##### Source document

There have been disappointments. The Minister and I and other hon. Members have had our arguments over the role of the English and Welsh commissioners. The Select Committee on Welsh Affairs undertook considerable, lengthy pre-legislative scrutiny in good faith. It is disappointing that the Government could not accept the representations that we made, but I commend the Under-Secretary of State for Wales on the way in which he has made the present arrangements work. He has been instrumental in many cases, working with the commissioner in Wales, looking at his recommendations and taking them to other Ministers and Government Departments here. I assure him that we will want to make the arrangements, which we regard as inadequate, work well for children in Wales, too.
It is in that spirit that all hon. Members have taken part in the Standing Committee and in the debates on Report. We all commend the Bill and sincerely hope that there will be the great improvement in children's welfare that we all desire.
I want to thank everyone, if I may. I thank our Committee Chairmen for the estimable way in which they chaired our proceedings, and all the members on both sides of the Committee for the positive contribution that they made. Even where we disagreed and had some debate, it was all in good spirit. I particularly thank my fellow Ministers, who are incredibly busy people, for the time they gave to supporting me during the proceedings on the Bill, and the Whip, my hon. Friend the Member for Gedling (Vernon Coaker), who played an estimable role in ensuring that we all kept to order. I also want to thank the many Back Benchers who served with us, some of whom spoke today. Others who were not called had, I know, prepared contributions to this important debate. I want to thank the parliamentary officials—
It being 7 o'clock, Madam Deputy Speaker proceeded to put forthwith the Question necessary for the disposal of the business to be concluded at that hour, pursuant to Order [this day].
Question put and agreed to.

##########
##### Raw data

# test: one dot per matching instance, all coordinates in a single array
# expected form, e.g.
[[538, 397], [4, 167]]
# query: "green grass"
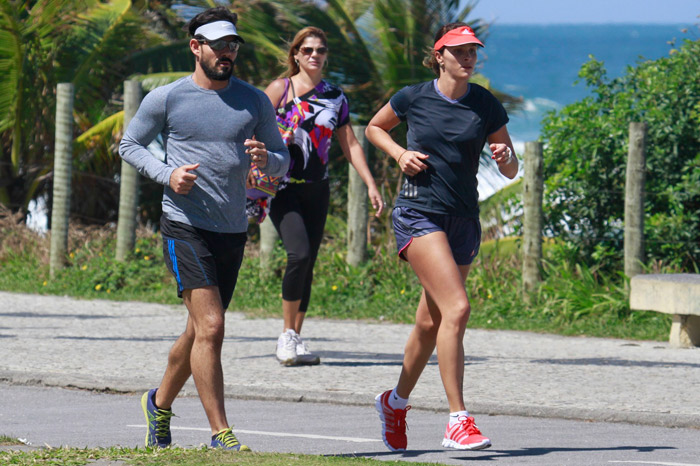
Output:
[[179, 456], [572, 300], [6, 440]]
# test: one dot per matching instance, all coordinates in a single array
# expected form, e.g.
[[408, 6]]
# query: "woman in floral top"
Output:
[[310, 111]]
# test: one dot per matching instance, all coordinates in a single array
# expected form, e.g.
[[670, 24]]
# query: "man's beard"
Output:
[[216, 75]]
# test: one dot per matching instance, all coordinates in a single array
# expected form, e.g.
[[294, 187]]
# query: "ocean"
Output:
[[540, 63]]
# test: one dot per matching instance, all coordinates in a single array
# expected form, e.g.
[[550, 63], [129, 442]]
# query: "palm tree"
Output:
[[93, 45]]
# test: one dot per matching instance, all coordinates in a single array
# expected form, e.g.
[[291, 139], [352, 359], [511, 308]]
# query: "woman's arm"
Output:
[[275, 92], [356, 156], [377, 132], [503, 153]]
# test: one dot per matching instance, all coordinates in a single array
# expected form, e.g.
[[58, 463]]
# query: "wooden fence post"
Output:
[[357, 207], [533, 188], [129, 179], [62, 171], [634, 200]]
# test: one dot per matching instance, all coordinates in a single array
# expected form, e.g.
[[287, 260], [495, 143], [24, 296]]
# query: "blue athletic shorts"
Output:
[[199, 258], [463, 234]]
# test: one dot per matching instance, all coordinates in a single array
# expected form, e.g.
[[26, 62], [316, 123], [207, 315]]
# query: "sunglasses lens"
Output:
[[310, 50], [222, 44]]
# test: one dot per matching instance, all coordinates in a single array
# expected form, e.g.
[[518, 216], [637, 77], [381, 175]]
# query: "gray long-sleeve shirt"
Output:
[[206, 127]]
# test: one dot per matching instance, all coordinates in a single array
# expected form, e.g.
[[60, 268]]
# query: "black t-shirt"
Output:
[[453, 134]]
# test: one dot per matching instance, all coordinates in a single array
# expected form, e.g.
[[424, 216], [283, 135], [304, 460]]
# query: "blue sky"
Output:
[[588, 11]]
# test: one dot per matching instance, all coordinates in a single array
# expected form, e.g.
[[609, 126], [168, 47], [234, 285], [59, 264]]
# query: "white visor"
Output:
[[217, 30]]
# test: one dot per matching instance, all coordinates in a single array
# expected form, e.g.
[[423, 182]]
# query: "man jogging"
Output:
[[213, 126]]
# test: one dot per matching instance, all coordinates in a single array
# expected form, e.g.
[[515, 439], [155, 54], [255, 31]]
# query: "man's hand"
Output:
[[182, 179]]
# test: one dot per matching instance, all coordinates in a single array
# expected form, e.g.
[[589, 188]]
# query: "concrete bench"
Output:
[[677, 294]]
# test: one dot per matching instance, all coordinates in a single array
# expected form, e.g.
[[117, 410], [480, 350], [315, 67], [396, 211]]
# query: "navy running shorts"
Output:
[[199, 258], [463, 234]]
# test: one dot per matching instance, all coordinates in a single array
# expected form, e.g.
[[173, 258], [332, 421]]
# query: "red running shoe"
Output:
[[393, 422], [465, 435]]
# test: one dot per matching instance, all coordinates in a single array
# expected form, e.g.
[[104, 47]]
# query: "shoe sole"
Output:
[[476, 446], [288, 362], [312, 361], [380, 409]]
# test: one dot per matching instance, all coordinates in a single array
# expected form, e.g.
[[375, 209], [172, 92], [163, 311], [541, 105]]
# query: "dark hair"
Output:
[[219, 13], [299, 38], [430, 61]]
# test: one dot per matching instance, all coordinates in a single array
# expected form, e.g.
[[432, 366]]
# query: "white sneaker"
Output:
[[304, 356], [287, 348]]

##########

◆ **Exercise directions**
In the parliamentary debate excerpt, rewrite the stretch starting at the words "It is in that" and ending after "we all desire.", putting "well-being" in place of "welfare".

◆ **Answer area**
It is in that spirit that all hon. Members have taken part in the Standing Committee and in the debates on Report. We all commend the Bill and sincerely hope that there will be the great improvement in children's well-being that we all desire.